- **Dataset rows**
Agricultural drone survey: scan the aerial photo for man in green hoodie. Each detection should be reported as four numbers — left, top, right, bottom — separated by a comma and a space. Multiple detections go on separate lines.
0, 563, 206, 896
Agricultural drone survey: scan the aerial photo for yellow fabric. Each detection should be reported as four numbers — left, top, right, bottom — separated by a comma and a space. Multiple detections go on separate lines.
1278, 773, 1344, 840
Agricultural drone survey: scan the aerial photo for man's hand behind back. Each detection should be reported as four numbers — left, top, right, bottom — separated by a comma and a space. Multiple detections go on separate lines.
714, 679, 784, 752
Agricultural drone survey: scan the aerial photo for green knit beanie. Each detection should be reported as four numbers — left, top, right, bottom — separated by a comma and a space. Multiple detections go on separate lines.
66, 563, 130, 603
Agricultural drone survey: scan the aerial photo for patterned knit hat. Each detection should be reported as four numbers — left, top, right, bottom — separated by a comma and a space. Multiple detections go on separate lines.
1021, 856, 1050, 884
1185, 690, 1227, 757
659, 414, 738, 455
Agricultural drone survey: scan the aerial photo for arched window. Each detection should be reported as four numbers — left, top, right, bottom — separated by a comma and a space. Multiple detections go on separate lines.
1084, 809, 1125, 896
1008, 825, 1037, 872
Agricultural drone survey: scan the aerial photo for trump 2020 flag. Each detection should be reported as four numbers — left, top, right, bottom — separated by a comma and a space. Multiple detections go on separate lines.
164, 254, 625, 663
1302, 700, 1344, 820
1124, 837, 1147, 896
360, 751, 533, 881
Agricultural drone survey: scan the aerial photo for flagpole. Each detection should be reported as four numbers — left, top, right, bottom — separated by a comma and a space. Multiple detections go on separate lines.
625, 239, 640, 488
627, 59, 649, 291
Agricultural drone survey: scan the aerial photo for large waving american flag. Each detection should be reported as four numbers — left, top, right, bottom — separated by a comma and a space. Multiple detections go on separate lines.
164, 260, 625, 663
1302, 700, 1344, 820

- **The request**
Convert the rows above into a two-column CSV with the header text,answer. Give one line per row, with its text and its answer each in a quoted field and any line breaks inside a field replaced by spaces.

- **The response**
text,answer
"Agricultural drone survey: scan the aerial photo for man in green hoodie. Each detection should be reported as four numbers — left, top, right, bottom — separated by a comma and a space. Multiple detections go on separate lines.","0, 563, 206, 896"
"Agricultural drone survey: scan the aerial photo for yellow fabric. Each detection should be reported as four numbers — left, top, right, bottom — separated by a comma and a space. Multiple detections go on separate lines.","1278, 773, 1344, 840"
"Agricultural drone survey: scan the aerial photo for man's hand behind back. Each detection should be reported as four numbers — left, top, right, bottom — separated by a comma and a space. Multiple detections go on separate lines.","714, 679, 784, 752"
"Agricultural drone survey: scan the aerial photo for green knit beanie. Each detection should be reported as four numbers — left, top, right, bottom — separated by a comma and a space. Multiple detections go on separate lines.","66, 563, 130, 603"
"Agricultural drone survey: scan the aerial photo for patterned knit hat. Each detection should be reported as four numbers — left, top, right, bottom — separated by a comma and a space. Multiple detections go on separate lines.","1021, 856, 1050, 884 1185, 690, 1227, 757 659, 414, 738, 455"
"Agricultural drone survey: scan the aerial photo for arched window. Each detection should be reported as four numbers — left, top, right, bottom — separated by a comma and a space. Multiple detections go on separate lines.","1084, 809, 1125, 896 1008, 825, 1037, 872"
"Agricultural drone survey: scan the aerial photo for trump 2020 flag. Each detection should be reported as four numbers — left, top, right, bottom — separated by a comma and a space. Multiple detections go on separate lines.","164, 254, 625, 663 1302, 700, 1344, 820 1124, 837, 1147, 896 360, 751, 533, 881"
"Agricultural drone survey: scan the aerial photo for flagpole. Each detection should be reported as four numbers — left, top, right, bottom — separated by a comma and a space. Multiple detections go on separate lines.","625, 239, 640, 488 627, 59, 649, 291"
"Agricultural drone survey: scan the aerial photo for large waving american flag. Each detection should be reported as four numbers — left, top, right, bottom — separated by a comma and a space. Multiple detections go on separate lines.","164, 260, 625, 663 1302, 700, 1344, 820"